- **Your objective**: Give back, word for word, the part of the entries below that opens with the line containing "Return the polygon of every instance of the orange" and runs through the end of the entries.

▬▬▬▬▬▬

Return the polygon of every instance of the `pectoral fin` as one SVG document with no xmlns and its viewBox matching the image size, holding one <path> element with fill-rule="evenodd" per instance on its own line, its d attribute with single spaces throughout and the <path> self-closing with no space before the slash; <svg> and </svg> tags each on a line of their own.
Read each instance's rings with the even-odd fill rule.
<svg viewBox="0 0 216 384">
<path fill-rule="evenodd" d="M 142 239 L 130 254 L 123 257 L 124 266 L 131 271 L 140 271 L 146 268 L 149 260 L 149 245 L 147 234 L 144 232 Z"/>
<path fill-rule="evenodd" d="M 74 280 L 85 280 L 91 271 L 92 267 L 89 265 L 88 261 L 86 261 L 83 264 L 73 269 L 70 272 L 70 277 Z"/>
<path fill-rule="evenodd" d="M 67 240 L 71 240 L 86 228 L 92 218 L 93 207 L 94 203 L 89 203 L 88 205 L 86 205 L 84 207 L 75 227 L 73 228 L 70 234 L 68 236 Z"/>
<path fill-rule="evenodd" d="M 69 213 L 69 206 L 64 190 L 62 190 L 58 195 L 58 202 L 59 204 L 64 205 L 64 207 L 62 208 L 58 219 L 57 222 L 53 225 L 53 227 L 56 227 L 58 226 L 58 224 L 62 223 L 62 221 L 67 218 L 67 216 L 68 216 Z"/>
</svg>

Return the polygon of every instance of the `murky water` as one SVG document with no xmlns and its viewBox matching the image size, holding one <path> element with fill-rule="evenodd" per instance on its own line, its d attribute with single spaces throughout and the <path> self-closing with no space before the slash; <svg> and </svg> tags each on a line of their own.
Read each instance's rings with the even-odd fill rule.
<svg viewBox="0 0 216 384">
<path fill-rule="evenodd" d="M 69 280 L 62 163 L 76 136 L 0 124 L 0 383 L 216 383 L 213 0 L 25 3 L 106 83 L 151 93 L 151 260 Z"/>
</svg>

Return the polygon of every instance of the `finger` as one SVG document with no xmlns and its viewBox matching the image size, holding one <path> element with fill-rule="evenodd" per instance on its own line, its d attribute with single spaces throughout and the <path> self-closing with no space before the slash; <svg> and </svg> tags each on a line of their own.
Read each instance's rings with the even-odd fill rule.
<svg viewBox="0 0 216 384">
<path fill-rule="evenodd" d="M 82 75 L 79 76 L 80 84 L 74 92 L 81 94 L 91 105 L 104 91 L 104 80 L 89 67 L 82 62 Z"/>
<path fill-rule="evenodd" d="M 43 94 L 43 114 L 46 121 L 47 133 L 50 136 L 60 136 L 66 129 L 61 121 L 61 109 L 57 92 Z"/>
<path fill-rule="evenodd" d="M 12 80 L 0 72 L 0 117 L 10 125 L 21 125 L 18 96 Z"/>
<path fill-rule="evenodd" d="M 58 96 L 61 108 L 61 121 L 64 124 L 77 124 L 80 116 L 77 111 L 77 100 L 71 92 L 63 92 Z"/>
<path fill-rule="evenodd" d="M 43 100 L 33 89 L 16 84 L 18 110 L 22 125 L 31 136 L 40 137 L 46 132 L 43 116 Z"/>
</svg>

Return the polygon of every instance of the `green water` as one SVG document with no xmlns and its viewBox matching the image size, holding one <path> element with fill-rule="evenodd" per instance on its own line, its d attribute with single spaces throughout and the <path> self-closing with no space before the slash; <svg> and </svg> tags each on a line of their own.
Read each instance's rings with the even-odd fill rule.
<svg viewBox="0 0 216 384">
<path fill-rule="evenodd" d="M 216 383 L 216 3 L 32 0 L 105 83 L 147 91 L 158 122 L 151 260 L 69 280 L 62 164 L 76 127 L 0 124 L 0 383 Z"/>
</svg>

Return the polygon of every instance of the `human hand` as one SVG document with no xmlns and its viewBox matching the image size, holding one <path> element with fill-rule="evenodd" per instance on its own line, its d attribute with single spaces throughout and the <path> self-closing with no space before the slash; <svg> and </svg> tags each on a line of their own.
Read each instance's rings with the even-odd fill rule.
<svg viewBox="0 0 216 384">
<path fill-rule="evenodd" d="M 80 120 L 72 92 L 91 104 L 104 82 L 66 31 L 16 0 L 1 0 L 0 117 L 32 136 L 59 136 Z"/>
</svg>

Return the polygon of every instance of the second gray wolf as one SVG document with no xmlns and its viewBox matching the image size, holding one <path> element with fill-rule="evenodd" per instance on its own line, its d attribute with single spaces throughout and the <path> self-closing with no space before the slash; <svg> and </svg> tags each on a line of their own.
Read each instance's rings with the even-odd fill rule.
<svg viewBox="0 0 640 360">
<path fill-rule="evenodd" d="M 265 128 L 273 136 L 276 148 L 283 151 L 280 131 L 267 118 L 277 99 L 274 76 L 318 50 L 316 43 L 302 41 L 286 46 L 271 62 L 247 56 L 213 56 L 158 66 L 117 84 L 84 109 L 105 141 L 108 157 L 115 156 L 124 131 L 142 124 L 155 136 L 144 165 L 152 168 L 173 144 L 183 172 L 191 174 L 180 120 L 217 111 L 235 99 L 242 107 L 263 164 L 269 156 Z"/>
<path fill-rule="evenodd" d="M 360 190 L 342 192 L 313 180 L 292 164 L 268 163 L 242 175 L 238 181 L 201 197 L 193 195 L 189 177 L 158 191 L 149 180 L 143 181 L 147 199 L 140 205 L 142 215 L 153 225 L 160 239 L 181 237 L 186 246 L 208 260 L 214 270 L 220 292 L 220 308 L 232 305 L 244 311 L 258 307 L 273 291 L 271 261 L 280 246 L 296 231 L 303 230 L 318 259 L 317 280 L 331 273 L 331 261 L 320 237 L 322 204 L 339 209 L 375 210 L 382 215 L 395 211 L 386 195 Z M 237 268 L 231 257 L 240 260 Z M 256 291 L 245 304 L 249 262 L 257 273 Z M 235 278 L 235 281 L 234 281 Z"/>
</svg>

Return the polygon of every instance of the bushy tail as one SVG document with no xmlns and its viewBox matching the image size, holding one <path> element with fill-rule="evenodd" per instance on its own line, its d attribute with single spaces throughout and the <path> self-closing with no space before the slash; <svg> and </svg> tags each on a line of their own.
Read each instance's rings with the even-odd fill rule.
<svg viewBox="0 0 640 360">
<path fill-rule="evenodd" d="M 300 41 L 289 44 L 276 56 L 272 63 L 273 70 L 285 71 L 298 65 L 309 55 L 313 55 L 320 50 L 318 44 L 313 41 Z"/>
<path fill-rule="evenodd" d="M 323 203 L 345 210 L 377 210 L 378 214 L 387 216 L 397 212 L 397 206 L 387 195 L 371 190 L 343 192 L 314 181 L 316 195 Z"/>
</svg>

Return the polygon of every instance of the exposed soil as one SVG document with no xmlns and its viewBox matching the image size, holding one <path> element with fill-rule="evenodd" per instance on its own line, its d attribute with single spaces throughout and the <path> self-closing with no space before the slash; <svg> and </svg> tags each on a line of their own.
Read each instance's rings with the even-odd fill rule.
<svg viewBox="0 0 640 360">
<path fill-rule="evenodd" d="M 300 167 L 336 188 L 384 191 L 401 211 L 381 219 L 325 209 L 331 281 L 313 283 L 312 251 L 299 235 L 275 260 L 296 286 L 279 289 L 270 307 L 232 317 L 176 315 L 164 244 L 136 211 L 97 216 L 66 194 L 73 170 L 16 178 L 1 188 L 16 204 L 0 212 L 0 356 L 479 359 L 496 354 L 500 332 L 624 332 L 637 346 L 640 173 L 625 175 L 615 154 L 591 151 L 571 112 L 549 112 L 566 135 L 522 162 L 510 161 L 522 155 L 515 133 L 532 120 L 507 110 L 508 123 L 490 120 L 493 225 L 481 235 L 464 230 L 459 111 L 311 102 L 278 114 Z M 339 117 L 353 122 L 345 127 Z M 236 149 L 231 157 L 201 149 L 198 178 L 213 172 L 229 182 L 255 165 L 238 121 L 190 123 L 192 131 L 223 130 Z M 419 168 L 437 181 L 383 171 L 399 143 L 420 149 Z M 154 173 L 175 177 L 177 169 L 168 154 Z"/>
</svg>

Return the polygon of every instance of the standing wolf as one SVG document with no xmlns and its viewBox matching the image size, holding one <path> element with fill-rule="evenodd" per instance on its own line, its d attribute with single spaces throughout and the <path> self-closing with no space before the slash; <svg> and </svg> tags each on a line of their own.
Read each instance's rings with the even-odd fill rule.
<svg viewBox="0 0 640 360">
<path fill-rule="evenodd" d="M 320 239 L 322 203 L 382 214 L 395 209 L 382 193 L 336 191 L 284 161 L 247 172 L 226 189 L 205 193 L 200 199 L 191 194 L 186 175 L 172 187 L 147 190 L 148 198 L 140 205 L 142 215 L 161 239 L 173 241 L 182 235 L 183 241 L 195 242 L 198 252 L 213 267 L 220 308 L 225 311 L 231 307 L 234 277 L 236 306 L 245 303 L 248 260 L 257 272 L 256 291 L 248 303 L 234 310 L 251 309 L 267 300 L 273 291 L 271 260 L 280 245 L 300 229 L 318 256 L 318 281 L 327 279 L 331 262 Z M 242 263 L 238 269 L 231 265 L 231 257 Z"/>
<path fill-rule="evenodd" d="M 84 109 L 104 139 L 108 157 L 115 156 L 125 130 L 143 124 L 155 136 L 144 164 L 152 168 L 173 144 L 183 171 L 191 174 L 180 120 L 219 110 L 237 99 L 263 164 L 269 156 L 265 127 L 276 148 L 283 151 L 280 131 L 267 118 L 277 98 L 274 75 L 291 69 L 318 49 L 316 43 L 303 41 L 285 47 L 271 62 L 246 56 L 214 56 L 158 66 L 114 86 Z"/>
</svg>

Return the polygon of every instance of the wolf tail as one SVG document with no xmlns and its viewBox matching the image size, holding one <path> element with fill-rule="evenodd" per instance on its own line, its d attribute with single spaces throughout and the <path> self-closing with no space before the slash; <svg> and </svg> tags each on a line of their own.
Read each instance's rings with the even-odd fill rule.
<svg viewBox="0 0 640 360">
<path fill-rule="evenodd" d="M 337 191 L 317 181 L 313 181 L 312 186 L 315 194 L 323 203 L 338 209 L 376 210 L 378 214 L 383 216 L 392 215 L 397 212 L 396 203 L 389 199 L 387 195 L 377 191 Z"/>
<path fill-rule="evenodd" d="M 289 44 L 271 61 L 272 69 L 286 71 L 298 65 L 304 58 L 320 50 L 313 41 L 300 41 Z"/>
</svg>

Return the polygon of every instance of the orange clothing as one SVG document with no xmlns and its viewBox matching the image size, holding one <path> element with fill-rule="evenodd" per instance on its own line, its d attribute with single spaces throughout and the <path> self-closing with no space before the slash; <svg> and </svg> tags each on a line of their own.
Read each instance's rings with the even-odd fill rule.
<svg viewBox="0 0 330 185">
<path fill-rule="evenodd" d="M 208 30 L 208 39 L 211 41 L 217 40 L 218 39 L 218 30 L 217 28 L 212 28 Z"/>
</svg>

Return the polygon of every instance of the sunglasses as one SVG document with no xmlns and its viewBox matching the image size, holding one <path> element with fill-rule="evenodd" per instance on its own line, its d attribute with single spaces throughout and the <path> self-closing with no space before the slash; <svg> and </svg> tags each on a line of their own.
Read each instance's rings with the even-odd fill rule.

▬▬▬▬▬▬

- **Solution to this problem**:
Return the polygon of every instance of the orange clothing as one SVG document with no xmlns and its viewBox matching the image size, holding one <path> element with fill-rule="evenodd" per instance on its own line, its d attribute with single spaces throughout and the <path> self-closing with no space before the slash; <svg> and </svg> tags each on a line of their own.
Read each instance's rings with the even-odd fill rule.
<svg viewBox="0 0 330 185">
<path fill-rule="evenodd" d="M 208 30 L 208 39 L 211 41 L 217 40 L 218 39 L 218 30 L 217 28 L 212 28 Z"/>
</svg>

Return the polygon of every instance of the sunglasses as one SVG document with no xmlns and its viewBox matching the image size, holding one <path> element with fill-rule="evenodd" per instance on its own line, its d attribute with single spaces throughout and the <path> self-closing with no space before the slash; <svg> and </svg> tags each on a line of their own.
Read each instance's rings with the even-odd fill rule.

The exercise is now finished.